/---

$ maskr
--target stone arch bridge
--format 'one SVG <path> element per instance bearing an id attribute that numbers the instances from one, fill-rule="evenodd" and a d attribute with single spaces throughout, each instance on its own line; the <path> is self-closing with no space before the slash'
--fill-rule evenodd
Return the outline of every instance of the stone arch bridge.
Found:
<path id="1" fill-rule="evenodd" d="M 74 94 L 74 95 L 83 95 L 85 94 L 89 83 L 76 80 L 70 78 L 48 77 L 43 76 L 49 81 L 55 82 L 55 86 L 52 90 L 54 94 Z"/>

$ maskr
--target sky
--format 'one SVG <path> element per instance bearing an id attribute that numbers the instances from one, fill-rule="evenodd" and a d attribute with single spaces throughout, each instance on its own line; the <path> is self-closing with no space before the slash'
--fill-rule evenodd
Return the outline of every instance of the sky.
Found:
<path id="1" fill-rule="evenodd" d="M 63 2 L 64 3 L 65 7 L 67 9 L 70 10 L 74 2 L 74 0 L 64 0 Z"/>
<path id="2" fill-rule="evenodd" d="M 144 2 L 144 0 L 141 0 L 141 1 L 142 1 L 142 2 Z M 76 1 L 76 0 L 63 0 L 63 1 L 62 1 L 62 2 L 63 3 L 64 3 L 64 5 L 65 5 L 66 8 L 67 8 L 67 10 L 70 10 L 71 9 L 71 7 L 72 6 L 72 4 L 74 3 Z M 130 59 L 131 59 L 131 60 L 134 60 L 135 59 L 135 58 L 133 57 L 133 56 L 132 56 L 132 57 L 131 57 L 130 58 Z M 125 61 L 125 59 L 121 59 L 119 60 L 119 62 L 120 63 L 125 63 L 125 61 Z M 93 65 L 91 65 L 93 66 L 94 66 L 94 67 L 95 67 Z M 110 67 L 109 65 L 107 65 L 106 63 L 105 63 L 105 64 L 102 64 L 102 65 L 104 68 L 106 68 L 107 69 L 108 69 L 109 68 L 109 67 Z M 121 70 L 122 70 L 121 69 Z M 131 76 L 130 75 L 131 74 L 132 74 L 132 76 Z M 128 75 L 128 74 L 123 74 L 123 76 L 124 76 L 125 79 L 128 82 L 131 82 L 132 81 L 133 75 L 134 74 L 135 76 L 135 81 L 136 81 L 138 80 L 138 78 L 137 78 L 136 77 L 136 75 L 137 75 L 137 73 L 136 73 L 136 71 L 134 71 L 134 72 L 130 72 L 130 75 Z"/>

\---

Job:
Rescale the material starting at its first line and ending at the line containing "74 94 L 74 95" by multiplying every coordinate in the returned outlines by 1.2 and rounding to whole numbers, with halves rounded up. Give every line of that span again, leaving all other text as it is.

Output of the exercise:
$ maskr
--target stone arch bridge
--format 'one SVG <path> element per instance bearing an id attribute that numbers the instances from one, fill-rule="evenodd" and a d attribute with single spaces throughout, each instance on its own line; the <path> is self-closing with no space before the slash'
--fill-rule evenodd
Return the outline of every instance of the stone arch bridge.
Found:
<path id="1" fill-rule="evenodd" d="M 89 113 L 89 114 L 100 114 L 102 113 L 107 100 L 91 96 L 84 94 L 58 92 L 52 91 L 59 97 L 66 98 L 66 103 L 62 108 L 65 113 Z"/>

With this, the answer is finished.